• Requirement
Set down the material in full. Keep every line exactly as it is.

• Records for the exercise
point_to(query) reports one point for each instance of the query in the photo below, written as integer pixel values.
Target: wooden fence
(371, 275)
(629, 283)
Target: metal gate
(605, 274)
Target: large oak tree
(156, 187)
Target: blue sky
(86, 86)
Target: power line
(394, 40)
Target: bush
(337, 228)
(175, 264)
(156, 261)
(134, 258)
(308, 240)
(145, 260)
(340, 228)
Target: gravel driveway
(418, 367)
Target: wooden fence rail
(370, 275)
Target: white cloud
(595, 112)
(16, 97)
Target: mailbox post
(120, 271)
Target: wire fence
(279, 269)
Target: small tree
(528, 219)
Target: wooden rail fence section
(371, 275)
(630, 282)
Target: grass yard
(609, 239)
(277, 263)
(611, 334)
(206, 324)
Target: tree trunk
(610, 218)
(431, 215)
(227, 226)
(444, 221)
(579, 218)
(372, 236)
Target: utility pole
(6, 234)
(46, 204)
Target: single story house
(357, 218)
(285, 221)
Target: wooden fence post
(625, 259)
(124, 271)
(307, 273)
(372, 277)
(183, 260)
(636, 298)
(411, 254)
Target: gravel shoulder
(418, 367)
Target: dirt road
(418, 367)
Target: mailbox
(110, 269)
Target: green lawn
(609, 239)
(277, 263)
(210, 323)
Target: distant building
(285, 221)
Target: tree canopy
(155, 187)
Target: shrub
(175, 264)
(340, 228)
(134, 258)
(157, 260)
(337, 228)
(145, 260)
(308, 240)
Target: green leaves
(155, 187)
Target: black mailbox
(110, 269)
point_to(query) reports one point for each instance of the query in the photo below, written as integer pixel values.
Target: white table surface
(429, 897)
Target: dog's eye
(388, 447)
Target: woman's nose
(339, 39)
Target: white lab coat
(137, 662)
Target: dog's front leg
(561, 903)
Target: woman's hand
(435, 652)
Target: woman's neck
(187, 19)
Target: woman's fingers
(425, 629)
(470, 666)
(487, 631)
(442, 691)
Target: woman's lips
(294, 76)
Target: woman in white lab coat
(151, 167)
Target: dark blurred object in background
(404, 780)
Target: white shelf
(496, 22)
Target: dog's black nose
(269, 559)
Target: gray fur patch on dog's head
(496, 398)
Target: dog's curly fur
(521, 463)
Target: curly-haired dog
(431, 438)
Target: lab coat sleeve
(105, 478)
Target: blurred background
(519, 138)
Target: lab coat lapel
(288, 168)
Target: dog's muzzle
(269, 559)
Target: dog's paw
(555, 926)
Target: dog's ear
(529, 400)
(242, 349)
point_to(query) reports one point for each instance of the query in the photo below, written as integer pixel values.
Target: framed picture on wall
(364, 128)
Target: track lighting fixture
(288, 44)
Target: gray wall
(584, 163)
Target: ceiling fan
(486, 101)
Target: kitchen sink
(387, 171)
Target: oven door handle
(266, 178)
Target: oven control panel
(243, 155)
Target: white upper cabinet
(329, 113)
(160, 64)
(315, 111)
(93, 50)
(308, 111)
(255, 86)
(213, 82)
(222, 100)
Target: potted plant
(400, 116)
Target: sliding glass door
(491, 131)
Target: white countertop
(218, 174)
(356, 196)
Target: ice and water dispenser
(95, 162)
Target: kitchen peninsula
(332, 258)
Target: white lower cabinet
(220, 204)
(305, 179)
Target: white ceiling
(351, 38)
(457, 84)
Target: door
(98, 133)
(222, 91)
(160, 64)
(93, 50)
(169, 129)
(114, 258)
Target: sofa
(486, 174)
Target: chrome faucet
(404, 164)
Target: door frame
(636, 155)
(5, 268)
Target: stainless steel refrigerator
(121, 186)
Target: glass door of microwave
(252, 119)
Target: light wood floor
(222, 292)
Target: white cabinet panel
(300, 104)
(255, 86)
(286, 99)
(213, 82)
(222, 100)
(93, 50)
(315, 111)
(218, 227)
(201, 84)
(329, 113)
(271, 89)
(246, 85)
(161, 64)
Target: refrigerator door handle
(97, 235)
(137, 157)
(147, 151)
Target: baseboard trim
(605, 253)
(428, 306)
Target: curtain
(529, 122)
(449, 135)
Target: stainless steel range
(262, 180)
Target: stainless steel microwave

• Solution
point_to(query) reports one point for each instance of the query in the photo below, written as integer pixel values.
Target: wooden fence
(371, 275)
(629, 283)
Target: metal gate
(605, 274)
Target: large oak tree
(156, 187)
Target: blue sky
(86, 86)
Target: power line
(394, 40)
Target: bush
(337, 228)
(175, 264)
(156, 261)
(134, 258)
(308, 240)
(145, 260)
(340, 228)
Target: gravel driveway
(418, 367)
Target: wooden fence rail
(370, 275)
Target: white cloud
(595, 112)
(16, 97)
Target: mailbox post
(120, 271)
Target: wire fence
(279, 269)
Target: small tree
(528, 219)
Target: wooden rail fence section
(371, 275)
(630, 282)
Target: grass yard
(609, 239)
(277, 263)
(611, 334)
(206, 324)
Target: tree trunk
(610, 218)
(431, 215)
(227, 226)
(444, 221)
(579, 218)
(372, 236)
Target: utility pole
(6, 234)
(46, 204)
Target: single story house
(357, 218)
(285, 221)
Target: wooden fence post
(625, 259)
(124, 271)
(307, 273)
(372, 277)
(183, 260)
(636, 298)
(411, 254)
Target: gravel shoulder
(418, 367)
Target: dirt road
(418, 367)
Target: mailbox
(110, 269)
Target: green lawn
(609, 239)
(277, 263)
(210, 323)
Target: distant building
(285, 221)
Target: tree canopy
(155, 187)
Target: shrub
(175, 264)
(340, 228)
(134, 258)
(157, 260)
(337, 228)
(145, 260)
(308, 240)
Target: green leaves
(155, 187)
Target: black mailbox
(110, 269)
point_to(query) reports one point for each instance of the query in the photo below, written as integer pixel values.
Target: white table surface
(429, 897)
Target: dog's eye
(388, 447)
Target: woman's nose
(339, 39)
Target: white lab coat
(137, 662)
Target: dog's front leg
(561, 903)
Target: woman's hand
(435, 652)
Target: woman's neck
(187, 19)
Target: woman's fingers
(425, 629)
(470, 666)
(487, 631)
(442, 691)
Target: woman's lips
(294, 76)
Target: woman in white lab coat
(151, 167)
Target: dark blurred object in background
(404, 780)
Target: white shelf
(496, 22)
Target: dog's black nose
(269, 559)
Target: gray fur patch on dog's head
(496, 398)
Target: dog's curly fur
(521, 463)
Target: curly-haired dog
(431, 438)
Target: lab coat sleeve
(105, 478)
Target: blurred background
(519, 138)
Target: lab coat lapel
(288, 168)
Target: dog's muzzle
(269, 559)
Target: dog's paw
(555, 926)
Target: dog's ear
(529, 400)
(242, 349)
point_to(query) reports one point for each instance of the query in the photo below, written as integer pixel values.
Target: framed picture on wall
(364, 128)
Target: track lighting fixture
(288, 44)
Target: gray wall
(584, 163)
Target: ceiling fan
(486, 101)
Target: kitchen sink
(387, 171)
Target: oven door handle
(266, 178)
Target: oven control panel
(243, 155)
Target: white upper cabinet
(329, 113)
(160, 64)
(315, 111)
(93, 50)
(308, 111)
(255, 86)
(213, 82)
(222, 100)
Target: potted plant
(400, 116)
Target: sliding glass door
(491, 131)
Target: white countertop
(218, 174)
(356, 196)
Target: ice and water dispenser
(95, 162)
Target: kitchen peninsula
(332, 258)
Target: white lower cabinet
(220, 204)
(305, 179)
Target: white ceiling
(351, 38)
(457, 84)
Target: door
(98, 133)
(222, 91)
(160, 64)
(93, 50)
(169, 129)
(114, 258)
Target: sofa
(486, 174)
Target: chrome faucet
(404, 164)
Target: door frame
(636, 155)
(5, 268)
Target: stainless steel refrigerator
(121, 186)
Target: glass door of microwave
(252, 119)
Target: light wood floor
(222, 292)
Target: white cabinet panel
(300, 104)
(255, 86)
(286, 99)
(213, 82)
(222, 100)
(93, 50)
(315, 111)
(218, 227)
(201, 84)
(329, 113)
(271, 89)
(246, 85)
(161, 64)
Target: refrigerator door handle
(97, 235)
(137, 157)
(147, 151)
Target: baseboard trim
(605, 253)
(428, 306)
Target: curtain
(529, 122)
(449, 135)
Target: stainless steel range
(262, 180)
Target: stainless steel microwave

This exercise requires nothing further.